> PROBLEM
Transcribe, exactly as they appear, only the lines from the one holding "TARGET = beige carpet" through the end of the entries below.

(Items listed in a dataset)
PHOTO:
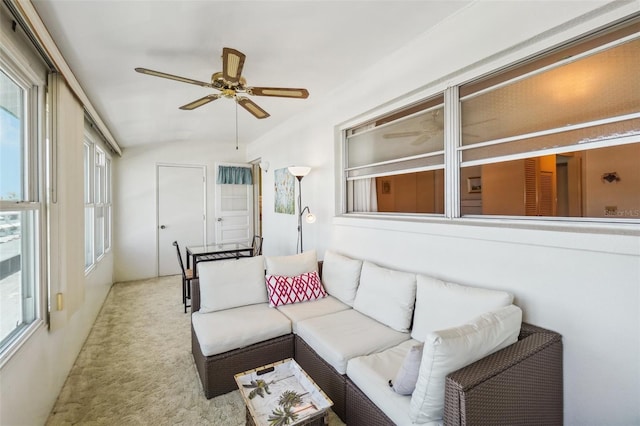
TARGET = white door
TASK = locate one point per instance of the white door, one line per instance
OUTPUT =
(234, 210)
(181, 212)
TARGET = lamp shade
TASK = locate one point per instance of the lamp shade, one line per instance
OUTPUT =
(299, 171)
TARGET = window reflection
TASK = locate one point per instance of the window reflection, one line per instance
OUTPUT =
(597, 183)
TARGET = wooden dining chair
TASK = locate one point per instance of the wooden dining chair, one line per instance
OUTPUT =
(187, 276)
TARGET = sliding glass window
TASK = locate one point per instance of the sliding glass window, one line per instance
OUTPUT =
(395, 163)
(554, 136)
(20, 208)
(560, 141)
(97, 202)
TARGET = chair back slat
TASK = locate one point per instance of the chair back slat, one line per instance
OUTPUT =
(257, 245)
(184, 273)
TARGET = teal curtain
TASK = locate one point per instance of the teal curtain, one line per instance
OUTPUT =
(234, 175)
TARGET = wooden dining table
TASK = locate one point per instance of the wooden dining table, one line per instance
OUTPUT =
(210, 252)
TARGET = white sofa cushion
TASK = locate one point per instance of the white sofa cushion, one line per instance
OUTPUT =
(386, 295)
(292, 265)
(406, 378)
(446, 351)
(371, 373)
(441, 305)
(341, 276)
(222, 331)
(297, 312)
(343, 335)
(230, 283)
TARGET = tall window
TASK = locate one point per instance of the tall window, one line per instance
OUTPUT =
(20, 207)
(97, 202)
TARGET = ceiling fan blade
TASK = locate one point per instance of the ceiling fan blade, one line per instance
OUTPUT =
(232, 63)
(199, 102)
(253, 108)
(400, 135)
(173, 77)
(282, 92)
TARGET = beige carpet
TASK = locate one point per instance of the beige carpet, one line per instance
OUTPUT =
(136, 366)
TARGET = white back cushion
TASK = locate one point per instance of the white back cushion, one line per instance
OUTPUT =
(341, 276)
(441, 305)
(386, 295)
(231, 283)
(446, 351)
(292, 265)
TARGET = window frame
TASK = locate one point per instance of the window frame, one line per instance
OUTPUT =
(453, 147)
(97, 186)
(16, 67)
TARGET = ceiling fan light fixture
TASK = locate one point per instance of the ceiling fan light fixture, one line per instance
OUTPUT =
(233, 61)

> OUTPUT FOR THIS TASK
TARGET = beige carpet
TASK = locate one point per instance of the beige carpet, one line per instance
OUTPUT =
(136, 366)
TARGET = white back cushion
TASK = locate one point per instance of the white back cushion, one line per instance
OUTPUT =
(341, 276)
(441, 305)
(386, 295)
(231, 283)
(446, 351)
(292, 265)
TARGET = window frame
TASK = locate one point per instance of the window frame, one line per instance
OUTPUT =
(453, 147)
(97, 186)
(16, 67)
TARGET = ceiling fan light fixture
TASK = locate one point per instance of the ceiling fan light fixture, one line per instance
OUTPUT =
(233, 61)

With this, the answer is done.